[Point annotation dataset records]
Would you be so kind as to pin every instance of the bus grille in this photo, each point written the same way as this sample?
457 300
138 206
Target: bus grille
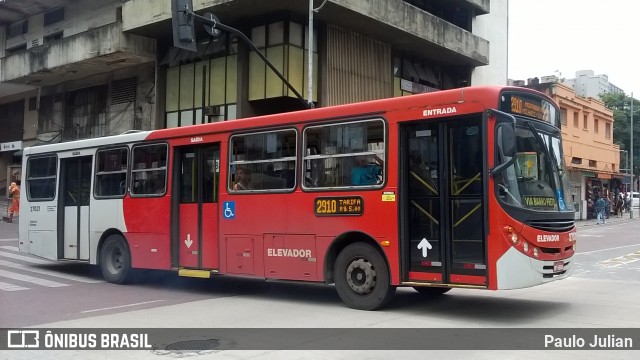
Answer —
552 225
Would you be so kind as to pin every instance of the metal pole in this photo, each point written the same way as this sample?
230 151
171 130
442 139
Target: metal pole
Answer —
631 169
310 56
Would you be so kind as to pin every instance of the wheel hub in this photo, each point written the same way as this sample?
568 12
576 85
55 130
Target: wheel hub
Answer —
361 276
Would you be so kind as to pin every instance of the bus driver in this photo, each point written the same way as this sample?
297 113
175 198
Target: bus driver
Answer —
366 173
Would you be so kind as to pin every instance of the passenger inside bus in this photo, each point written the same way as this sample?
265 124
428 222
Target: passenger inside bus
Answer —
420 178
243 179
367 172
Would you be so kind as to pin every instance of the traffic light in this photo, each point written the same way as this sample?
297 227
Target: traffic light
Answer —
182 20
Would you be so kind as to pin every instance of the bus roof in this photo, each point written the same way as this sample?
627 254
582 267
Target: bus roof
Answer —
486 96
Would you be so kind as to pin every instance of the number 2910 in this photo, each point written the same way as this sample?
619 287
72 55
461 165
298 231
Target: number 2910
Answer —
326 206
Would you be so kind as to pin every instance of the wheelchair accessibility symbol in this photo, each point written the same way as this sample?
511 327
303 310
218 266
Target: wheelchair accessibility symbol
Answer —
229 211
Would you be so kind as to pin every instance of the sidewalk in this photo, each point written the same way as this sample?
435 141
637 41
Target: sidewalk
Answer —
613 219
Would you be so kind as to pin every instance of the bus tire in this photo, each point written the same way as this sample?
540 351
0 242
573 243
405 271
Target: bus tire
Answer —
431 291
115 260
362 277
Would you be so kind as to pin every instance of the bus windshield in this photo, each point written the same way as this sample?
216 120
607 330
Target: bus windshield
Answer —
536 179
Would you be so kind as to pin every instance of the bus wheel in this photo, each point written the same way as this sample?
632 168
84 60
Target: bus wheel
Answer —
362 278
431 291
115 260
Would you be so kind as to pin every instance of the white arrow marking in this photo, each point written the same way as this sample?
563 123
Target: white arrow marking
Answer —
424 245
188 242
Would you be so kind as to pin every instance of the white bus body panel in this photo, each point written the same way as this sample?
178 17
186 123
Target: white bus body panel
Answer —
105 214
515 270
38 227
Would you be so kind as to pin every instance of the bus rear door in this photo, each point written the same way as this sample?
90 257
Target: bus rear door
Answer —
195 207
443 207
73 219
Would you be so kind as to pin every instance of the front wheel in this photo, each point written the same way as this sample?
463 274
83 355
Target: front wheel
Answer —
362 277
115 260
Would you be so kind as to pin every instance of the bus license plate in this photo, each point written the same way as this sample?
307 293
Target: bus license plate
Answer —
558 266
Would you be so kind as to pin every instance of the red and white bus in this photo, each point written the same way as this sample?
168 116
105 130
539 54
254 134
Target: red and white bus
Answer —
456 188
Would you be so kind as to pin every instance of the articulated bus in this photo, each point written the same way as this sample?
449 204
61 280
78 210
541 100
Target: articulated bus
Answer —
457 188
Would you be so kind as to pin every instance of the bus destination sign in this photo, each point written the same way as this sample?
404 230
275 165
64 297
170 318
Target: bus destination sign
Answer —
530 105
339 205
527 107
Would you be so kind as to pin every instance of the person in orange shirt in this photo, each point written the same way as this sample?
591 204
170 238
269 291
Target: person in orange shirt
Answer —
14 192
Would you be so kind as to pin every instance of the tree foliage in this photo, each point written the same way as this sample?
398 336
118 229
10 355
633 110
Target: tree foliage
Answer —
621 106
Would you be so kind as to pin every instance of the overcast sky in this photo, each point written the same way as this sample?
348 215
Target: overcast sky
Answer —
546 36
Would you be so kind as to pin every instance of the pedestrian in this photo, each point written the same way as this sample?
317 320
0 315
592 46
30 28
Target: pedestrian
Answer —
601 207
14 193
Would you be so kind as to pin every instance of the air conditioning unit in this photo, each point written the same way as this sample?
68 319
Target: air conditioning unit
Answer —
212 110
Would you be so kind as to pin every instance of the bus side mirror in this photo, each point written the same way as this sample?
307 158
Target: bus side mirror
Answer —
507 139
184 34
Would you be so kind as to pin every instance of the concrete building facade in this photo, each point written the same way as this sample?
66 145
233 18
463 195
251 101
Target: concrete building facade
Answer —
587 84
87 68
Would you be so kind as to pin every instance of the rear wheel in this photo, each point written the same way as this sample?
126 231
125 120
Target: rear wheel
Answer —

- [TASK GOAL]:
Format the data above as a JSON list of strings, one string per line, with blank lines and the pictures left out.

- [FINISHED ANSWER]:
[
  "Would you be so kind as to pin every instance of the bus grille in this photo, each point written the same way as this sample?",
  "457 300",
  "138 206",
  "Target: bus grille",
  "Answer —",
  "552 225",
  "Would you be so kind as to pin every instance of the metal pole in this photo, each point written the same way as this sample?",
  "230 151",
  "171 130",
  "442 139",
  "Target: metal pole",
  "Answer —",
  "631 169",
  "310 56",
  "Would you be so kind as to pin every instance of the wheel hub in this photo, each point written the same way as this sample?",
  "568 12",
  "576 85",
  "55 130",
  "Target: wheel hub",
  "Answer —",
  "361 276",
  "Would you be so kind as to pin every instance of the bus driver in this photo, each point written the same way as this sample?",
  "297 113",
  "175 198",
  "Target: bus driver",
  "Answer —",
  "366 173",
  "Would you be so kind as to pin every instance of the passenger inside bus in this photo, each point written the same way as this sample?",
  "265 124",
  "428 222",
  "Target: passenger inside bus",
  "Answer —",
  "420 178",
  "243 179",
  "367 172",
  "Would you be so kind as to pin every instance of the traffic light in this photo, each point written the same way as this sample?",
  "297 227",
  "Target: traffic light",
  "Answer —",
  "182 20",
  "Would you be so kind as to pin every instance of the bus roof in this photo, each point written the same way as this sample?",
  "627 254",
  "582 267",
  "Target: bus roof",
  "Answer —",
  "486 96",
  "Would you be so kind as to pin every instance of the number 2910 in this photo, each point written the same way as this sample?",
  "619 287",
  "72 55",
  "461 165",
  "298 231",
  "Target: number 2910",
  "Answer —",
  "326 206",
  "Would you be so kind as to pin every instance of the wheelchair accessibility symbol in this photo, each point written the same way as this sample?",
  "511 327",
  "303 310",
  "218 266",
  "Target: wheelchair accessibility symbol",
  "Answer —",
  "229 211",
  "Would you be so kind as to pin every instance of the sidewalk in this photo, each point written the same way as this sample?",
  "435 141",
  "637 41",
  "Target: sidewalk",
  "Answer —",
  "613 219",
  "Would you be so kind as to pin every instance of the bus tire in this photo, each point written the same way as this sample?",
  "540 351",
  "0 242",
  "573 243",
  "405 271",
  "Target: bus tire",
  "Answer —",
  "431 291",
  "115 260",
  "362 277",
  "Would you be so kind as to pin every instance of the bus windshield in this photo, each point written the same way as this sample?",
  "216 120",
  "607 330",
  "Target: bus windshield",
  "Answer —",
  "536 179",
  "Would you be so kind as to pin every instance of the bus wheel in this photo, each point written the same way as this sample?",
  "632 168",
  "84 60",
  "Target: bus wheel",
  "Answer —",
  "362 278",
  "431 291",
  "115 260",
  "Would you be so kind as to pin every instance of the white arrow marking in this photo, each point written the same way as this sample?",
  "563 123",
  "Target: white arrow marking",
  "Answer —",
  "424 245",
  "188 242",
  "Would you be so kind as to pin every instance of the white bus body panel in this photo, each point written the same way as this sample?",
  "178 17",
  "186 123",
  "Target: white bus body panel",
  "Answer —",
  "105 214",
  "515 270",
  "38 227",
  "Would you be so kind as to pin every instance of the bus rear door in this photo, each point written the same way as this sample?",
  "90 257",
  "Target: bus rear door",
  "Answer —",
  "195 207",
  "443 207",
  "73 219",
  "Would you be so kind as to pin every instance of the front wheel in this photo, each point written the same way as this sample?",
  "463 274",
  "83 355",
  "Target: front wheel",
  "Answer —",
  "362 277",
  "115 260",
  "Would you be so kind as to pin every instance of the bus license plate in this photo, each point written the same way as this sample?",
  "307 293",
  "Target: bus license plate",
  "Answer —",
  "558 266",
  "Would you be so kind as to pin every instance of the red and white bus in this photo, each point written the same way as this sample?",
  "168 116",
  "105 130",
  "539 54",
  "254 134",
  "Target: red and white bus",
  "Answer —",
  "456 188",
  "Would you be so kind as to pin every instance of the articulated bus in this photo, each point written the same way as this sample?",
  "449 204",
  "61 280",
  "78 210",
  "541 100",
  "Target: articulated bus",
  "Answer —",
  "457 188",
  "Would you be so kind as to pin every instance of the bus destination sign in this photo, each point written the same way as this sample?",
  "404 230",
  "275 165",
  "64 297",
  "170 318",
  "Target: bus destination sign",
  "Answer —",
  "530 105",
  "339 205",
  "527 107",
  "Would you be so kind as to pin every instance of the person in orange shirt in this photo, each point written the same way as this sample?",
  "591 204",
  "170 238",
  "269 291",
  "Target: person in orange shirt",
  "Answer —",
  "14 192",
  "Would you be so kind as to pin every instance of the tree foliage in this photo, each point written the same way as this sample?",
  "398 336",
  "118 229",
  "10 355",
  "633 110",
  "Target: tree foliage",
  "Answer —",
  "621 106",
  "Would you be so kind as to pin every instance of the overcast sky in this photo, each point written the same way as this sample?",
  "348 215",
  "Target: overcast sky",
  "Answer —",
  "546 36",
  "Would you be so kind as to pin every instance of the pedestrian in this photo, each point written the same way as this sample?",
  "317 320",
  "0 315",
  "592 46",
  "30 28",
  "Target: pedestrian",
  "Answer —",
  "601 207",
  "14 193",
  "Would you be so kind as to pin every instance of the air conditioning unit in this photo, each point written the same way as this sample?",
  "68 319",
  "Target: air conditioning unit",
  "Answer —",
  "212 110",
  "Would you be so kind as to pin every instance of the bus side mirror in this photo, each point written the same way as this sample?",
  "307 158",
  "Target: bus side mirror",
  "Answer —",
  "507 139",
  "184 34",
  "Would you be so kind as to pin every instance of the concrete building facade in this photo, each point written the same way as this sample?",
  "66 145",
  "233 18",
  "463 195",
  "251 101",
  "Target: concrete building facade",
  "Answer —",
  "587 84",
  "87 68",
  "Would you be so kind as to pin every instance of the rear wheel in this photo, each point written the same way as this sample?",
  "126 231",
  "125 120",
  "Target: rear wheel",
  "Answer —"
]